EXERCISE MATERIAL:

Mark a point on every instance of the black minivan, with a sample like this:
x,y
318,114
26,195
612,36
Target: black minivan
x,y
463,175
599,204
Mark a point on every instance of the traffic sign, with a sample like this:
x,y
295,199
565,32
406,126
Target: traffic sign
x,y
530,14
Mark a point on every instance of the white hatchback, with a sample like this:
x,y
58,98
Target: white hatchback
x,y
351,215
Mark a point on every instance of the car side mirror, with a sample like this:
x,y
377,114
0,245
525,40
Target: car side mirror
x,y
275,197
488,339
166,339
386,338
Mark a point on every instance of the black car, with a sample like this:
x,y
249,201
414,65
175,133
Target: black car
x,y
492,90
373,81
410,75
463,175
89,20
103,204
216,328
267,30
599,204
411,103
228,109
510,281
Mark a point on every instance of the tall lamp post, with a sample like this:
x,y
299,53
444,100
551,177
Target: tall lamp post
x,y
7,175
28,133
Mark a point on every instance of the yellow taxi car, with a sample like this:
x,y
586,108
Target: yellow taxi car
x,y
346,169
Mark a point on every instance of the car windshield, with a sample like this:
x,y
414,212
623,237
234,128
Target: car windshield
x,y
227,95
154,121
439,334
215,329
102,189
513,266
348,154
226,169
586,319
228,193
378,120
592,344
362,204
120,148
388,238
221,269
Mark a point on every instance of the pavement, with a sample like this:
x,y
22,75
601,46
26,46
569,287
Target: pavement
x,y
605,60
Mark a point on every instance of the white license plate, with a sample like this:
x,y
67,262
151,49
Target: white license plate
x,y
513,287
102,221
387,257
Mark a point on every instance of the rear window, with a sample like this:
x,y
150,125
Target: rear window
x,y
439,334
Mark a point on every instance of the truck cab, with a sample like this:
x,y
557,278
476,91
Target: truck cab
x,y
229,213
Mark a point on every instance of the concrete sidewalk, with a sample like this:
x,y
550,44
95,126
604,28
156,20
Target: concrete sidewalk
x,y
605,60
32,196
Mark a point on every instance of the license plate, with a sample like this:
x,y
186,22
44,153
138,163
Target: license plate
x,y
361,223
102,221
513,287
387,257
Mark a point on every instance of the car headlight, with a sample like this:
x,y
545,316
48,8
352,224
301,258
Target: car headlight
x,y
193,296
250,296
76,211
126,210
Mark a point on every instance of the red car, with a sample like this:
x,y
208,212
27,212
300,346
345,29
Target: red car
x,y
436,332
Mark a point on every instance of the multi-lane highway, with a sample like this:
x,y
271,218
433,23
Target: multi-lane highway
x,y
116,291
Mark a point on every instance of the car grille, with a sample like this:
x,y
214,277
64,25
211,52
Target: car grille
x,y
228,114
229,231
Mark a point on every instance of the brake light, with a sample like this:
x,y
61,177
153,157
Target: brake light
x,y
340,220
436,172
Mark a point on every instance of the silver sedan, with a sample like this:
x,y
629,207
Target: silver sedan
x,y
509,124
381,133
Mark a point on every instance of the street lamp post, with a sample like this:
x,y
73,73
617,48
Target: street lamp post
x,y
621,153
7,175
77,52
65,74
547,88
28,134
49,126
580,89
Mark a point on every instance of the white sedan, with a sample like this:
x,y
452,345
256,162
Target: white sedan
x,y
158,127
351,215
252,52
...
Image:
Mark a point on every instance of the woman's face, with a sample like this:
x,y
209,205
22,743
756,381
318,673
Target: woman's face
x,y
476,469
* * *
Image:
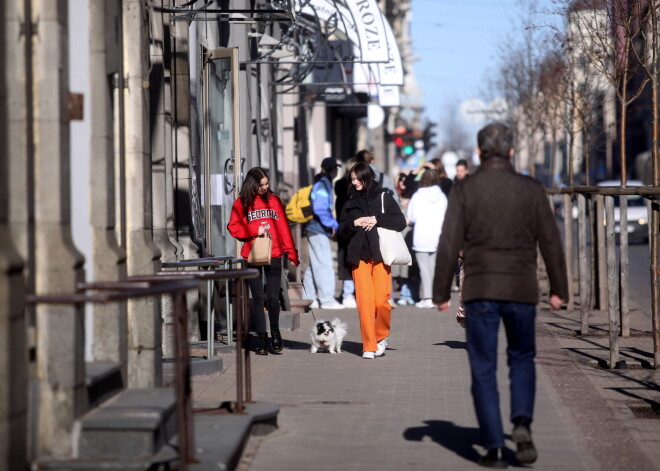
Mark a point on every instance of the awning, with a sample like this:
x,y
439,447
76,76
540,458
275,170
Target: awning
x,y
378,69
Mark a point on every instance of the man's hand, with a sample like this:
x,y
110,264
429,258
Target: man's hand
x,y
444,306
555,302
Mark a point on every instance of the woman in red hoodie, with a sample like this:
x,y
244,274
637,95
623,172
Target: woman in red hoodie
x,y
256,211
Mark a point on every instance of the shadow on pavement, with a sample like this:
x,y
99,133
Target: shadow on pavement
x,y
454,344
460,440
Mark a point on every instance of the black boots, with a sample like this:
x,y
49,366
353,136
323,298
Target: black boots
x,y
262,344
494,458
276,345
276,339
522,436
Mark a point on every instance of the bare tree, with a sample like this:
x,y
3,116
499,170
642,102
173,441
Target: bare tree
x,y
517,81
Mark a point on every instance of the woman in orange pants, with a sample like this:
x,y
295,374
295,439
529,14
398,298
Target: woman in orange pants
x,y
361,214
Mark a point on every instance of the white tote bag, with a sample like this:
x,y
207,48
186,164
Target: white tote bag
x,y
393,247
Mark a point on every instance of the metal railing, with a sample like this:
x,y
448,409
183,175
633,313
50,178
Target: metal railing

INSTRUCTIONS TO FOLLOW: Starting with the line containing "Mark a point on every instance of the white tote" and going on through the line containing "Target: metal railing", can you give those lines alone again, renaming "metal railing" to "steel railing" and leaving everything else unchanged?

OUTPUT OF THE EXERCISE:
Mark a point on every instance of the white tote bag, with a sample like this:
x,y
207,48
186,164
Target: white tote bag
x,y
393,247
Mark a point on every instance of the steel railing, with a sample like this:
x,y
448,409
183,175
633,313
50,178
Target: steel railing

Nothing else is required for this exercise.